> **TASK PROMPT**: Find every line in the entries below that contains the string "light", matching case exactly, and copy each of those lines.

> **RECORDED DATA**:
::::::

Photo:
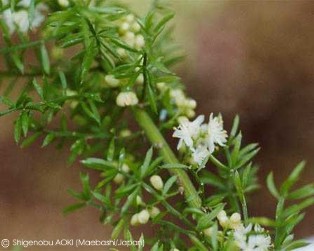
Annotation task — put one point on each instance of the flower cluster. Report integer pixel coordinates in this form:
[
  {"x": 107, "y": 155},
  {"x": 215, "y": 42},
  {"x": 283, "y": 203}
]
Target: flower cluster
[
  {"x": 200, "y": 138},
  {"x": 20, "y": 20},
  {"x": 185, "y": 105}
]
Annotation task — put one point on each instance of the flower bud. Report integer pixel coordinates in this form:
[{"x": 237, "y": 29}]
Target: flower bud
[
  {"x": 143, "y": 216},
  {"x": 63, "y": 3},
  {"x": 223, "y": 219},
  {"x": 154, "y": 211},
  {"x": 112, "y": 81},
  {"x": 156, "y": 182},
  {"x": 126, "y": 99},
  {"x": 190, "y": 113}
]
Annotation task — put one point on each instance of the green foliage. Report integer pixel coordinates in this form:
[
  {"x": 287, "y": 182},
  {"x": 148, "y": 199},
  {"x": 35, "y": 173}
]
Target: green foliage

::::::

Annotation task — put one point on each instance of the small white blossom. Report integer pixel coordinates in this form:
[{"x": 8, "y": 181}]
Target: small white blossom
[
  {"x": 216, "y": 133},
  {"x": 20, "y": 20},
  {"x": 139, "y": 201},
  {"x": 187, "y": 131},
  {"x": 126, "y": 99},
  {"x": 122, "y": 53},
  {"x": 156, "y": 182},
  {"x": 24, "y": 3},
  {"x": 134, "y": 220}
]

::::::

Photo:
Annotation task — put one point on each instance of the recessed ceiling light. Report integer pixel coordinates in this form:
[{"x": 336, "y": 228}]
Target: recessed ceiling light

::::::

> **REPLY**:
Annotation task — put one point on each instance of the recessed ceiling light. Report integer pixel coordinates in this form:
Target: recessed ceiling light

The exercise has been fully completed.